- [THE TASK]
Pick each line containing "limestone" out of the records.

Stored data:
····················

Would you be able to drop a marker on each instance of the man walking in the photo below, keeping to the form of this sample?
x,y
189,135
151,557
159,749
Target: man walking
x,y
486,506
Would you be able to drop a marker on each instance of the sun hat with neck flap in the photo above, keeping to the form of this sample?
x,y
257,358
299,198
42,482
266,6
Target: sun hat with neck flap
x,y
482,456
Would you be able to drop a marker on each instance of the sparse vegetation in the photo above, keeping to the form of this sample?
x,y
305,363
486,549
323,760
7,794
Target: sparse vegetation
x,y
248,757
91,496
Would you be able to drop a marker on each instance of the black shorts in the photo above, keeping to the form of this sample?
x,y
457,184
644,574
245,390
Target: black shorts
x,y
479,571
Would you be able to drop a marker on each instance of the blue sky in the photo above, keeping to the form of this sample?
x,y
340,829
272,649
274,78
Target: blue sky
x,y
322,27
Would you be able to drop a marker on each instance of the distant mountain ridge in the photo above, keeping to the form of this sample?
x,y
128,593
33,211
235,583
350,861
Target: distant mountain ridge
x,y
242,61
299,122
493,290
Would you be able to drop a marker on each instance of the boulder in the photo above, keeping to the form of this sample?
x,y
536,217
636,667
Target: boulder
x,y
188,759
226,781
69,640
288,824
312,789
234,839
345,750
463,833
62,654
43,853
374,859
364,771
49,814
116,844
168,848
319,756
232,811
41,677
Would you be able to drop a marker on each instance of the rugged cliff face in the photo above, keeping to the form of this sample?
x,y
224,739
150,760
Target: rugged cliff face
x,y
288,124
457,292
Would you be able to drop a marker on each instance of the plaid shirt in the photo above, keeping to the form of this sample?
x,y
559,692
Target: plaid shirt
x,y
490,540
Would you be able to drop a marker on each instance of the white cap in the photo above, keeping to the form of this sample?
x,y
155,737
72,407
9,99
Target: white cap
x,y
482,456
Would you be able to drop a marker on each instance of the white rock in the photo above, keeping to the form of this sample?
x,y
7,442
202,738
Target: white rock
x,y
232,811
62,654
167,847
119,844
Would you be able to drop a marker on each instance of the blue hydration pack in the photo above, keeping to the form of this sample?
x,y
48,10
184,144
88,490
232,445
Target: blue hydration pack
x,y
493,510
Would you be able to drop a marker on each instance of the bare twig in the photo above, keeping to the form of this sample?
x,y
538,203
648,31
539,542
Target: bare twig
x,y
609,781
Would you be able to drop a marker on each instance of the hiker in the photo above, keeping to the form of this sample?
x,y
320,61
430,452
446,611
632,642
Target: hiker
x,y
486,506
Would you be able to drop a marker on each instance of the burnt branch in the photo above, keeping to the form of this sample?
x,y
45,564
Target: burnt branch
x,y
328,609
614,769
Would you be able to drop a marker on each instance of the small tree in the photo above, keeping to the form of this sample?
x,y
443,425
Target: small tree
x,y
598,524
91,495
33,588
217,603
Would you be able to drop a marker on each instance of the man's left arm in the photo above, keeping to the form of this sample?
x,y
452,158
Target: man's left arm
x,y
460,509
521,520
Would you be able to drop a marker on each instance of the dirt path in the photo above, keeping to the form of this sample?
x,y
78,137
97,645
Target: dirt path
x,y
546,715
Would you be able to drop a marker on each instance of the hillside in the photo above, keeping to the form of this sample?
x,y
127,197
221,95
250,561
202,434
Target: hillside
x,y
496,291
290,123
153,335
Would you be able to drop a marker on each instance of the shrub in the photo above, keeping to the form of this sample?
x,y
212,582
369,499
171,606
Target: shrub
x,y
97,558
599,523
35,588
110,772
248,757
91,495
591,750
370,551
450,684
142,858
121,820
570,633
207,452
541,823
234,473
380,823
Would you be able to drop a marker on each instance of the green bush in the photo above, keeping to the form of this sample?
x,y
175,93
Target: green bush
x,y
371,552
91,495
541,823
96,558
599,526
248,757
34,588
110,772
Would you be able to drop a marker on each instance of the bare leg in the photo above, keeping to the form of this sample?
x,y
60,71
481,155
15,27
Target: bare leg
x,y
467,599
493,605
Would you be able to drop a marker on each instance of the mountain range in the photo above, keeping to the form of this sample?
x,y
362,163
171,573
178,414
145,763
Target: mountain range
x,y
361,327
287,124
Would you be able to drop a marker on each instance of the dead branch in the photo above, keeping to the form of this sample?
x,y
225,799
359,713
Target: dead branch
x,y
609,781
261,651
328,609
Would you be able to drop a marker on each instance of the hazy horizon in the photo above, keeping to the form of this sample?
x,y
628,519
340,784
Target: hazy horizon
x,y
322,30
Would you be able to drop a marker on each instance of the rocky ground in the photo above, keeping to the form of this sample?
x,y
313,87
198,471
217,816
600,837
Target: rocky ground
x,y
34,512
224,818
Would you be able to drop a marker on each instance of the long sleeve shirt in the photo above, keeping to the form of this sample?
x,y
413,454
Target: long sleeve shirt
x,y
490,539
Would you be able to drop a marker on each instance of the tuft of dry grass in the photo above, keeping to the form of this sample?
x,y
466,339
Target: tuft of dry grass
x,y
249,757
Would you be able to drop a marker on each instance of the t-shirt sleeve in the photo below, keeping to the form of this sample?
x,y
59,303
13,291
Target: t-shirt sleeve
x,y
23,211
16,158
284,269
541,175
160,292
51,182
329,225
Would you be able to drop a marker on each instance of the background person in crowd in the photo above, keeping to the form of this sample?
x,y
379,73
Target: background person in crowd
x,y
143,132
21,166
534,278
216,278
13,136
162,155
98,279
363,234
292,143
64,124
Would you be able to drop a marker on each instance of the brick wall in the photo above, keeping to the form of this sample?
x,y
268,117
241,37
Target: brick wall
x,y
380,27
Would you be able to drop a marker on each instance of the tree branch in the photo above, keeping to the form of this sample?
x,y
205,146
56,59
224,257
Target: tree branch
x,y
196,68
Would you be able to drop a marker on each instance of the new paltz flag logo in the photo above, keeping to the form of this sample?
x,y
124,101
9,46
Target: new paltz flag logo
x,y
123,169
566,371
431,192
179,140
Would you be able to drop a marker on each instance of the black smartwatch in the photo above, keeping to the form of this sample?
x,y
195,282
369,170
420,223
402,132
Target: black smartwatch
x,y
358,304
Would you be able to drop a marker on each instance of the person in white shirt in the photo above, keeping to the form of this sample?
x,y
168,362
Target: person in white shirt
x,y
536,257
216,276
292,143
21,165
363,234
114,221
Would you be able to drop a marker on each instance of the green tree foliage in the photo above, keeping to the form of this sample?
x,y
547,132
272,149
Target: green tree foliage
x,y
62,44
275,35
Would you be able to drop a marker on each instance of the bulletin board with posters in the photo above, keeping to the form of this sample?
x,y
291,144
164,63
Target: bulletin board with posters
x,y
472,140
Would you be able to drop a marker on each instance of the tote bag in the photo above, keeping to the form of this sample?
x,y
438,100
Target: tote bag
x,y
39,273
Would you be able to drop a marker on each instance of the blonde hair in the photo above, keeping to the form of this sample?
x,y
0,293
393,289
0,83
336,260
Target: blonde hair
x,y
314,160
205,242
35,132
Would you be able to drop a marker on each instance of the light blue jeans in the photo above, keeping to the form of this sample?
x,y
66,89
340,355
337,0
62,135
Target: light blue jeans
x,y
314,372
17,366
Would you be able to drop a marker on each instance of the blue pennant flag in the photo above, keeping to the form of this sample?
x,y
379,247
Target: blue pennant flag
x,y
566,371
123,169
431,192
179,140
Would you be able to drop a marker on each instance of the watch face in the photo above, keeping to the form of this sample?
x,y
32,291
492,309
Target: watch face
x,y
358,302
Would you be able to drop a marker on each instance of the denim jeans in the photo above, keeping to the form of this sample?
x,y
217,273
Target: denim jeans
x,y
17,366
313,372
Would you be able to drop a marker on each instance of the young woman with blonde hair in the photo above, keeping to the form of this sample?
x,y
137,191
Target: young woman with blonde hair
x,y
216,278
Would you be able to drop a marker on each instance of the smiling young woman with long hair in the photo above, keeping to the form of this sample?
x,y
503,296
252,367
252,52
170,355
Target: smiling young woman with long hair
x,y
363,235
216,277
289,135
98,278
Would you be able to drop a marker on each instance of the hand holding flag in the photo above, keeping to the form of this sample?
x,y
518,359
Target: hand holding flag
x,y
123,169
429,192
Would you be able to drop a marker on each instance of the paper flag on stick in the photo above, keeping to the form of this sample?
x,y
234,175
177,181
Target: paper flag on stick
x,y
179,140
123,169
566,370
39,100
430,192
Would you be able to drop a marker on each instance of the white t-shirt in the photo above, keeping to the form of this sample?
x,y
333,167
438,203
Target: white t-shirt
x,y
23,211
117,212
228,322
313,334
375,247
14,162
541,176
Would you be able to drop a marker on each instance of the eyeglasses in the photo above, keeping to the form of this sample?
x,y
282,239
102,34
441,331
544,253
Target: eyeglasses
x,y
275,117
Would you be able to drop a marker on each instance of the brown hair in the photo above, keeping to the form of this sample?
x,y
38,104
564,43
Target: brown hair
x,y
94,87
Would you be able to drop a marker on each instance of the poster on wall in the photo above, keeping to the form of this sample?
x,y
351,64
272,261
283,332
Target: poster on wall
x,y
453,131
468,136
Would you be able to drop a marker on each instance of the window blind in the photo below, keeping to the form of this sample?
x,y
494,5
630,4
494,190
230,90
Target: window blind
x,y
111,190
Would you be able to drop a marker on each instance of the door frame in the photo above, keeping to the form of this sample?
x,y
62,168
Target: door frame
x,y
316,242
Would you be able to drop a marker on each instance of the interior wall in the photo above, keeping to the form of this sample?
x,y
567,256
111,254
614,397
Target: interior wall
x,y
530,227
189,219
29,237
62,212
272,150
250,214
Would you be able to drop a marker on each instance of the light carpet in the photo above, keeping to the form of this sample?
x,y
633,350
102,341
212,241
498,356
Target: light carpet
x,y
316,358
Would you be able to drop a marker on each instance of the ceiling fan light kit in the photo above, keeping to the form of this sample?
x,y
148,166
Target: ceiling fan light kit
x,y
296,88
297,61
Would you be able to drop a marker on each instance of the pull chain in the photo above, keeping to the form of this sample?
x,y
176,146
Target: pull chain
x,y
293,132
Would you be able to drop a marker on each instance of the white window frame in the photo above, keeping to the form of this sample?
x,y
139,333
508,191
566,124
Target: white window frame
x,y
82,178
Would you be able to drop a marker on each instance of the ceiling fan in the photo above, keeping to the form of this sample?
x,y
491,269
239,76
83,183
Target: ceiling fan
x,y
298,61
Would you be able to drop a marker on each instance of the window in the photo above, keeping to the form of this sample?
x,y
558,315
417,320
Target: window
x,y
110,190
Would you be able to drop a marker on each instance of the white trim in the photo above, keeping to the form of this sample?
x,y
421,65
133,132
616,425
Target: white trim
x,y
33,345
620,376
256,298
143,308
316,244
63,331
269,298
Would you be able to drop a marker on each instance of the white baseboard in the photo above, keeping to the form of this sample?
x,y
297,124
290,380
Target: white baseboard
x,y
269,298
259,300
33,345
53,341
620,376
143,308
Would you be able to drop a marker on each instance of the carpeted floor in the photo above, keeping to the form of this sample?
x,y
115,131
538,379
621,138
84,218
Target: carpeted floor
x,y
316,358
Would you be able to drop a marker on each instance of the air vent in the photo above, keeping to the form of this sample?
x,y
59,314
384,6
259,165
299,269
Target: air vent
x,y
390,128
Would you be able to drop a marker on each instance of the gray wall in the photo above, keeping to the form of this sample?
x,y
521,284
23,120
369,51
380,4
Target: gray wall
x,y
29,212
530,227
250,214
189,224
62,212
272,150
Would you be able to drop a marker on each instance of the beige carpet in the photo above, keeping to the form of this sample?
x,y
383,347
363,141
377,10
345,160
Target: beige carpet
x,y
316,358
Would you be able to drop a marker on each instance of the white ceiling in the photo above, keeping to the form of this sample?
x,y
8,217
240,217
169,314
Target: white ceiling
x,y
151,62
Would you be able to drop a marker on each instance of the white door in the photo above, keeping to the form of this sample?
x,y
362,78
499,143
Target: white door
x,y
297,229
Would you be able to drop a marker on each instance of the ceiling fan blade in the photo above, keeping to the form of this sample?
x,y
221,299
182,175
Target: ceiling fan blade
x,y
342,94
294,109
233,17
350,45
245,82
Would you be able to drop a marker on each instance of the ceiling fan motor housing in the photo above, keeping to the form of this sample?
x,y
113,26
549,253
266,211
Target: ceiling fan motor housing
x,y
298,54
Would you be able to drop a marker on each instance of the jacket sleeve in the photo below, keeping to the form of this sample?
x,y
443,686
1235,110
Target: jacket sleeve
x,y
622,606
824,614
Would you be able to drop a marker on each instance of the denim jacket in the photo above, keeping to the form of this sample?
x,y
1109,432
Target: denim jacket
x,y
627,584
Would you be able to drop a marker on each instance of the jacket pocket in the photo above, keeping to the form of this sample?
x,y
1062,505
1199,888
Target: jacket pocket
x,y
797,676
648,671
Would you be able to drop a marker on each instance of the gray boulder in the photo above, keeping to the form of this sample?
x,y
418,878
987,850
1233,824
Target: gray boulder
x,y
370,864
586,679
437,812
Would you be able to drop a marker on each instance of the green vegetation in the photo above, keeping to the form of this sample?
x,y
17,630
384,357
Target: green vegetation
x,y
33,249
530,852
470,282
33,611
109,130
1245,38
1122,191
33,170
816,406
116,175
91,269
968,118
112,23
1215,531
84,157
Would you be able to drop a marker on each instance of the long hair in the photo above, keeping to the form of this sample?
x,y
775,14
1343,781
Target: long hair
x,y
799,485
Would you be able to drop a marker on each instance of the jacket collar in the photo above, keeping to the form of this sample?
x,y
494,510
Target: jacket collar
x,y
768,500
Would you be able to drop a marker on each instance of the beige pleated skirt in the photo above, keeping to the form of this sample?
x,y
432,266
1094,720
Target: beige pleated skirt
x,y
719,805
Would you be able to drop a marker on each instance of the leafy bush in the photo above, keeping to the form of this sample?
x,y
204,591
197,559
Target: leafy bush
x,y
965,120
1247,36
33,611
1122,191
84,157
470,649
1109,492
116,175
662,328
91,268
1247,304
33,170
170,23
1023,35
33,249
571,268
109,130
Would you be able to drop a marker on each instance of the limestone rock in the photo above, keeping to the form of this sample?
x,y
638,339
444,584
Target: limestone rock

····················

- [YOUR SOLUTION]
Would you be able to drop a marker on each instance of the limestone rock in the photo above, keeping to the form of this sample?
Target: limestone rock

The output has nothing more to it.